§ RECORDS TO PROCESS:
↓↓↓

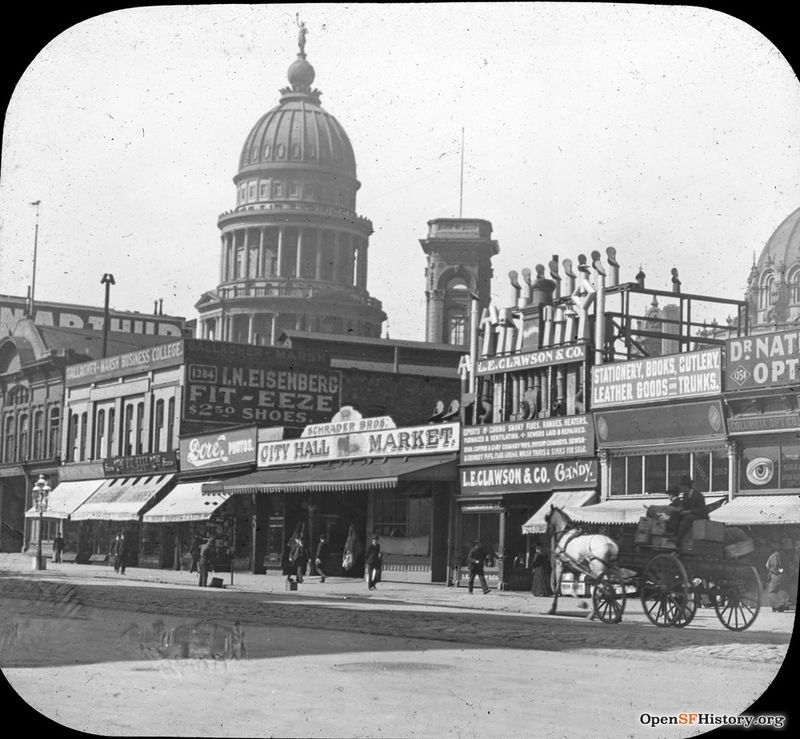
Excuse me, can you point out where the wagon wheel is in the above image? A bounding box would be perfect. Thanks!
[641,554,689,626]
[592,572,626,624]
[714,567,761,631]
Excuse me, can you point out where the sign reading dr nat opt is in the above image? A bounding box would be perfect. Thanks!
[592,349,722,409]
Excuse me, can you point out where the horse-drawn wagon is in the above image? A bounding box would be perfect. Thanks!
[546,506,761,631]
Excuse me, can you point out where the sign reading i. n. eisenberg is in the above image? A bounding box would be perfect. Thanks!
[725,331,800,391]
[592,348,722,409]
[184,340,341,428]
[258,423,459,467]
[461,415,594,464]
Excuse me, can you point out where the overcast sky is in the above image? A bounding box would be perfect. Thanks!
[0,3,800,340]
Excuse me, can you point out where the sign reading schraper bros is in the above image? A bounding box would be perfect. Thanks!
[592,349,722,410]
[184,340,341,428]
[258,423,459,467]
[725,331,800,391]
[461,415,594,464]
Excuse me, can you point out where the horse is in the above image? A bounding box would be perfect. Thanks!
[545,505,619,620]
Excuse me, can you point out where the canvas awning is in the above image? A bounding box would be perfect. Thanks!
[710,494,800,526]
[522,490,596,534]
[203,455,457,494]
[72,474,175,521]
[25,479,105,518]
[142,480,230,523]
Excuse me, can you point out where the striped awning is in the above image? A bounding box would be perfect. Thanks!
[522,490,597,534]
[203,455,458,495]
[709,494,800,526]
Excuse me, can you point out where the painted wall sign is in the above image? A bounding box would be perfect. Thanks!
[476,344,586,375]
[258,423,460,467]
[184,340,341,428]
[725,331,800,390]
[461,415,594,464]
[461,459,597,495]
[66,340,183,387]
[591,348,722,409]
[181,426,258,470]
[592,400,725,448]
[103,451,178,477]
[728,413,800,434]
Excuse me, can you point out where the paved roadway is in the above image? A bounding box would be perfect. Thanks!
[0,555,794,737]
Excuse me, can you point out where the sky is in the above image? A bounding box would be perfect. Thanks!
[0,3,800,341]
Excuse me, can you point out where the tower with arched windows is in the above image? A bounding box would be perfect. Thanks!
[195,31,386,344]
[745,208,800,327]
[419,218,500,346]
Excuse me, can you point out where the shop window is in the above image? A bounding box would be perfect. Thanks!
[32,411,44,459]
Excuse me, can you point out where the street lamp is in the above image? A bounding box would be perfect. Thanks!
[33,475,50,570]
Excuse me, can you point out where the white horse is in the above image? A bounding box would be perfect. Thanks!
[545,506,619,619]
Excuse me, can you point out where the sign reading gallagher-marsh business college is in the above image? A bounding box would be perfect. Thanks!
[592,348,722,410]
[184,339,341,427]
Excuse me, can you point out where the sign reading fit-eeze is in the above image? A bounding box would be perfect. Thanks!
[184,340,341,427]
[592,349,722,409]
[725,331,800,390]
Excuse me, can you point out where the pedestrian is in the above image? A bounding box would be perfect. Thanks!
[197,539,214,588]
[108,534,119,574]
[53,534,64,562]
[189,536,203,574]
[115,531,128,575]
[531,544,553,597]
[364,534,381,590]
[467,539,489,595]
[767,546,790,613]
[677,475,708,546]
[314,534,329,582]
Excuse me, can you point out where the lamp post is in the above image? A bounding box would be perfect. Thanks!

↑↑↑

§ TASK GOAL:
Return each line of the entries above that contains the string "lamp", treating uppercase and lowercase letters as different.

§ WORKED ANSWER:
Excuse me, can you point out where the street lamp is in the above image? A bounding box would be perfect. Thanks!
Excuse me, can you point out where the lamp post is in the above image? A bounding box would be perfect. Thanks!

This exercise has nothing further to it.